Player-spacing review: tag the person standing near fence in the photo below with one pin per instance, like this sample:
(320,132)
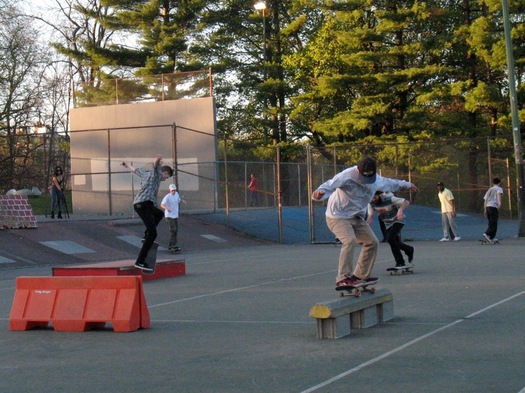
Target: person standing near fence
(349,193)
(170,203)
(491,206)
(253,186)
(57,192)
(448,213)
(146,205)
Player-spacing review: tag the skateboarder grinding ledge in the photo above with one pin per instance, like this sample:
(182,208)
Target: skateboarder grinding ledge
(146,206)
(348,194)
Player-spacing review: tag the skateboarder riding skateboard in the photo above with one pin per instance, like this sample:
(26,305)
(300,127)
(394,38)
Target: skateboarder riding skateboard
(146,206)
(391,211)
(348,194)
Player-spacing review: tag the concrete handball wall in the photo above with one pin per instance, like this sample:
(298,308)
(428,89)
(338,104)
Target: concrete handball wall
(102,137)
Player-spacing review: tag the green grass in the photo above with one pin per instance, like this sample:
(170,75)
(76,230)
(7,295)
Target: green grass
(42,204)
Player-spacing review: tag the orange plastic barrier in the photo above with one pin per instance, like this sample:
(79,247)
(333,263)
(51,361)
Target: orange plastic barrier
(77,304)
(165,268)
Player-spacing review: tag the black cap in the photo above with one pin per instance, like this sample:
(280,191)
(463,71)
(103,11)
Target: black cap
(367,170)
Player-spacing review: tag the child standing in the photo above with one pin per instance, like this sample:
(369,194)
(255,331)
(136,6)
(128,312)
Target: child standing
(170,203)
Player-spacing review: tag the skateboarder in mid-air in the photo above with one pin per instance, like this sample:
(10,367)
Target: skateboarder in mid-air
(348,194)
(146,206)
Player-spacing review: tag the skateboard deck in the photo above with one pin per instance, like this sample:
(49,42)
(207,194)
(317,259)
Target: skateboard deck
(400,270)
(151,258)
(355,290)
(485,241)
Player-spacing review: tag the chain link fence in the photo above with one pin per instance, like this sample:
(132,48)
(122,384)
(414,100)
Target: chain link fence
(287,178)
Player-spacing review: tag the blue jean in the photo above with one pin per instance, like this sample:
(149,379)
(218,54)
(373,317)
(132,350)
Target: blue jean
(151,216)
(449,225)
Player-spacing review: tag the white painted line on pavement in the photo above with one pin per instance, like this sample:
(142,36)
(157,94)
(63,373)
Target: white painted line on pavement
(6,260)
(402,347)
(67,247)
(235,289)
(214,238)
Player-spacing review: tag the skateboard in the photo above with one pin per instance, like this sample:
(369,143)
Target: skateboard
(400,270)
(151,258)
(355,290)
(485,241)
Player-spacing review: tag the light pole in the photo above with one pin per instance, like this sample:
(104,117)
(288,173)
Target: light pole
(518,153)
(261,6)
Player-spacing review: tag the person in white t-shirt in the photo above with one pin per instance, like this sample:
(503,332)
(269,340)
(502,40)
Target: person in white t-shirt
(448,213)
(491,206)
(170,204)
(349,193)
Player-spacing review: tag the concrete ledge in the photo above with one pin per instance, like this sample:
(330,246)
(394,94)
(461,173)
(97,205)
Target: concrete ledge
(336,318)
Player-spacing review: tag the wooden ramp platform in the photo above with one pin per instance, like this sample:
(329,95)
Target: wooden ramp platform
(165,268)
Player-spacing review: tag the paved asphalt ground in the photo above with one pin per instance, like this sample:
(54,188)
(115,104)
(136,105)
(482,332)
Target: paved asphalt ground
(238,320)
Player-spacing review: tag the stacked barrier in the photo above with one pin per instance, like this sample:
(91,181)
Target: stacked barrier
(77,304)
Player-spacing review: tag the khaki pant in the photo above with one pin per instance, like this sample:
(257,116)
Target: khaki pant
(352,231)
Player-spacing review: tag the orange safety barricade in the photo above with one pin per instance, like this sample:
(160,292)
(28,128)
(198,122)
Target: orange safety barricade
(77,304)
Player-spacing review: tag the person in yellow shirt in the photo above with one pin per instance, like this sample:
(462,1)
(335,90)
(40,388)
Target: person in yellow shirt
(448,213)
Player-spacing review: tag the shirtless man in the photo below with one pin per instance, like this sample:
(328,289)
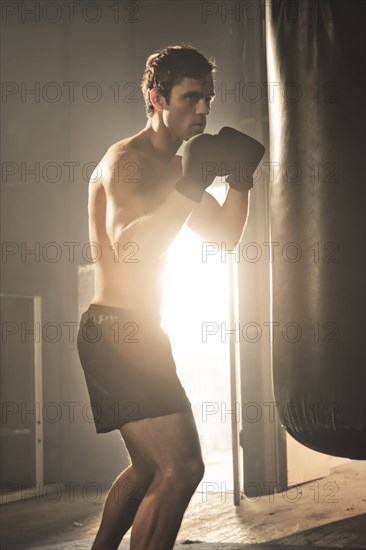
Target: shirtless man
(139,199)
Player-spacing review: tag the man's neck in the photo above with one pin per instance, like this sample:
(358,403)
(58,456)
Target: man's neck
(163,143)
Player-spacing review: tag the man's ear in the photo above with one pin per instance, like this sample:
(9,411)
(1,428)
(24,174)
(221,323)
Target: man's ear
(157,99)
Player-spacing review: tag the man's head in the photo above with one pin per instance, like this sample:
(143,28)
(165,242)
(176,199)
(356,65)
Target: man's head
(178,83)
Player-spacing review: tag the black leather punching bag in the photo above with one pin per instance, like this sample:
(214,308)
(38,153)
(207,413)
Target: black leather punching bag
(316,71)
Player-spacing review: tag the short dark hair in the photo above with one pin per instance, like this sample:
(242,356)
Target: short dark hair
(169,66)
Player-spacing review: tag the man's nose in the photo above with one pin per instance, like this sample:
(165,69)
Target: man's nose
(203,107)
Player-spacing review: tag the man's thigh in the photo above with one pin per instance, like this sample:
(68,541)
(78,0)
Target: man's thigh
(163,440)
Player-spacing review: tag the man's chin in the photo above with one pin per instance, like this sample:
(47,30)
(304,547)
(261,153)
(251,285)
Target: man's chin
(195,131)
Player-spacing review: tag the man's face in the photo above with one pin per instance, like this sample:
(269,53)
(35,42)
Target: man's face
(189,105)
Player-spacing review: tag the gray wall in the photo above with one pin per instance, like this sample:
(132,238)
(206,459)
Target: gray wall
(37,211)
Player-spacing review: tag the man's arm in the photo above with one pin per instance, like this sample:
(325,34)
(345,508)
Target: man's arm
(226,223)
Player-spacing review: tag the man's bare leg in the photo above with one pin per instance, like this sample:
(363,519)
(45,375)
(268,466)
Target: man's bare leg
(171,443)
(120,507)
(155,491)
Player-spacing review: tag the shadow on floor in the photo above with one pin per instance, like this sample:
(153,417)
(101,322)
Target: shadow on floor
(27,542)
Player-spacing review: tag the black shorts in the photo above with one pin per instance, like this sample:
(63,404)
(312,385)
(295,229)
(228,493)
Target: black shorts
(128,366)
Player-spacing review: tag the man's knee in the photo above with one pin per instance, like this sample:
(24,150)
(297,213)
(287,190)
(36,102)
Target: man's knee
(184,476)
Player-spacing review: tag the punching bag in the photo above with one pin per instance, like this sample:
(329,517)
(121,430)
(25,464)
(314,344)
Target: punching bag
(315,64)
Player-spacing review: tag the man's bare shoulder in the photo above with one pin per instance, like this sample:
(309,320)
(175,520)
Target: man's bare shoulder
(123,159)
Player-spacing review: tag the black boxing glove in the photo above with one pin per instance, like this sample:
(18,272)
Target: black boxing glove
(200,166)
(242,154)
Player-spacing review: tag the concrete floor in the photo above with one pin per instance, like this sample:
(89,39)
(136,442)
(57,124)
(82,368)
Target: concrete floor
● ● ● ● ●
# Task:
Reproduce every item above, substituting "Position audit" for each "Player-spacing review" and changing nothing else. Omit the pictures.

# Result below:
Position audit: tag the person standing near fence in the photo below with one pin per instance, like this sample:
(320,132)
Target: person standing near fence
(349,193)
(170,203)
(491,206)
(253,186)
(57,192)
(448,213)
(146,205)
Position audit: tag the skateboarder grinding ledge in the photo above with one pin per instance, like this sample:
(182,208)
Target: skateboarder grinding ledge
(146,206)
(348,194)
Position audit: tag the skateboarder riding skateboard in the photo above with one pin per instance, like this sample:
(26,305)
(300,127)
(394,38)
Target: skateboarder riding skateboard
(146,206)
(391,211)
(348,194)
Position audit: tag the concrete handball wall in the photo above with one pin per instance, like this sample:
(298,308)
(428,89)
(338,104)
Target: concrete handball wall
(102,137)
Position audit: tag the green grass in the photo above with one pin per instance, like this sample:
(170,75)
(76,230)
(7,295)
Target: green grass
(42,204)
Position audit: tag the orange plastic barrier in the photo above with one pin per instance, like this sample:
(79,247)
(333,263)
(51,361)
Target: orange plastic barrier
(77,304)
(165,268)
Position audit: tag the black cap in the photo above with one pin per instance, like this sample:
(280,191)
(463,71)
(103,11)
Target: black cap
(367,170)
Position audit: tag the child standing in the photo above with one pin per instance, like this sample:
(369,194)
(255,331)
(136,6)
(128,312)
Target: child standing
(170,203)
Position audit: tag the skateboarder in mid-air in the photo above with one pin per instance, like this sample:
(10,367)
Target: skateboarder in mid-air
(348,194)
(146,206)
Position audit: tag the skateboard deck in the photo above with one pin per instance, like this sample:
(49,42)
(207,194)
(317,259)
Target: skateboard deck
(400,270)
(151,258)
(355,290)
(485,241)
Position audit: tag the chain link fence in the photo above with one pin per instance, like this sample:
(132,48)
(122,384)
(414,100)
Target: chain link fence
(287,178)
Position audit: tag the blue jean in the photo above with one pin per instance, like this sample:
(149,379)
(218,54)
(373,317)
(132,350)
Target: blue jean
(151,216)
(449,225)
Position audit: tag the white painted line on pavement in the photo above with one pin per instance, like this sample:
(142,36)
(157,94)
(63,373)
Target: white painted line on pavement
(6,260)
(402,347)
(67,247)
(235,289)
(214,238)
Position audit: tag the skateboard in the photo above with one pin per instance, like this sample:
(369,143)
Target: skateboard
(400,270)
(151,258)
(355,290)
(485,241)
Position audit: tag the light pole in the photo above with one pin per instance, like this sample:
(104,117)
(288,173)
Target: light pole
(518,153)
(261,6)
Position audit: tag the person in white t-shirt in the photo above with one pin per instance, like this sample:
(503,332)
(269,340)
(502,40)
Target: person in white t-shirt
(448,213)
(491,206)
(170,204)
(349,193)
Position audit: tag the concrete ledge in the photo above with one pin per instance, like this sample:
(330,246)
(394,94)
(461,173)
(97,205)
Target: concrete ledge
(336,318)
Position audit: tag the wooden ramp platform in the photo above with one pin per instance, like this sample:
(329,95)
Target: wooden ramp platform
(165,268)
Position audit: tag the paved asphalt ground in the photo above with one pin per instance, like this sample:
(54,188)
(115,104)
(136,105)
(482,332)
Target: paved asphalt ground
(238,320)
Position audit: tag the stacked barrier in the photo above with one pin per instance, like this sample:
(91,181)
Target: stacked barrier
(77,304)
Position audit: tag the khaki pant in the photo above with one pin per instance, like this sample:
(257,116)
Target: khaki pant
(352,231)
Position audit: tag the orange safety barricade in the photo above with one pin per instance, like this sample:
(160,292)
(28,128)
(198,122)
Target: orange safety barricade
(77,304)
Position audit: tag the person in yellow shirt in the photo above with one pin per instance, like this sample:
(462,1)
(335,90)
(40,388)
Target: person in yellow shirt
(448,213)
Position audit: tag the shirtless man in the photo below with one pin per instance, like this sample:
(328,289)
Target: shirtless man
(139,199)
Position audit: tag the man's neck in the photo above with one pin per instance, like this sample:
(358,403)
(58,456)
Target: man's neck
(163,143)
Position audit: tag the man's ear in the photo above with one pin per instance, like this sample:
(9,411)
(1,428)
(24,174)
(221,323)
Target: man's ear
(157,99)
Position audit: tag the man's head in the photo above with one pin per instance, like this sample:
(143,28)
(165,242)
(176,199)
(356,65)
Target: man's head
(178,83)
Position audit: tag the black leather punching bag in the photo above with one pin per instance, like this sample:
(214,308)
(38,153)
(207,413)
Target: black leather punching bag
(316,71)
Position audit: tag the short dark hair in the photo above with one pin per instance, like this sample:
(242,356)
Target: short dark hair
(169,66)
Position audit: tag the man's nose in the photo above with one pin per instance, like this sample:
(165,69)
Target: man's nose
(203,107)
Position audit: tag the man's thigh in the photo above with one pin per instance, like this sample:
(68,541)
(78,0)
Target: man's thigh
(163,440)
Position audit: tag the man's chin in the photo above with one pin per instance, like this sample:
(47,30)
(304,547)
(261,153)
(251,285)
Target: man's chin
(195,131)
Position audit: tag the man's face in the photo above with one pin per instance, like this sample:
(269,53)
(35,42)
Target: man's face
(189,105)
Position audit: tag the gray wall in the photo above with one pin per instance, like this sample:
(132,238)
(206,459)
Target: gray wall
(37,211)
Position audit: tag the man's arm in the photo above with one pin per instance, like this sample:
(325,34)
(345,508)
Target: man's arm
(226,223)
Position audit: tag the man's bare leg in the photo above with one pin per instance, like this sample:
(363,519)
(45,375)
(268,466)
Target: man's bare leg
(171,443)
(120,507)
(155,491)
Position audit: tag the shadow on floor in the photo above with one pin per instance, like this sample:
(153,417)
(101,322)
Target: shadow on floor
(27,542)
Position audit: tag the black shorts in the photo above with one pin per instance, like this sample:
(63,404)
(312,385)
(295,229)
(228,493)
Target: black shorts
(128,366)
Position audit: tag the man's knee in the photo above with one pin per instance, like this sample:
(24,150)
(297,213)
(287,190)
(36,102)
Target: man's knee
(184,476)
Position audit: tag the punching bag in the photo above with one pin per instance, like this sample:
(329,517)
(121,430)
(25,464)
(314,344)
Target: punching bag
(315,64)
Position audit: tag the man's bare shoulder in the photo above with one pin per instance, like this sample:
(309,320)
(175,520)
Target: man's bare shoulder
(123,159)
Position audit: tag the black boxing glove in the photo above with one pin per instance, like this sample:
(18,272)
Target: black boxing glove
(200,166)
(242,154)
Position audit: tag the concrete floor in the photo above with one pin per instance, like this sample:
(89,39)
(136,442)
(57,124)
(82,368)
Target: concrete floor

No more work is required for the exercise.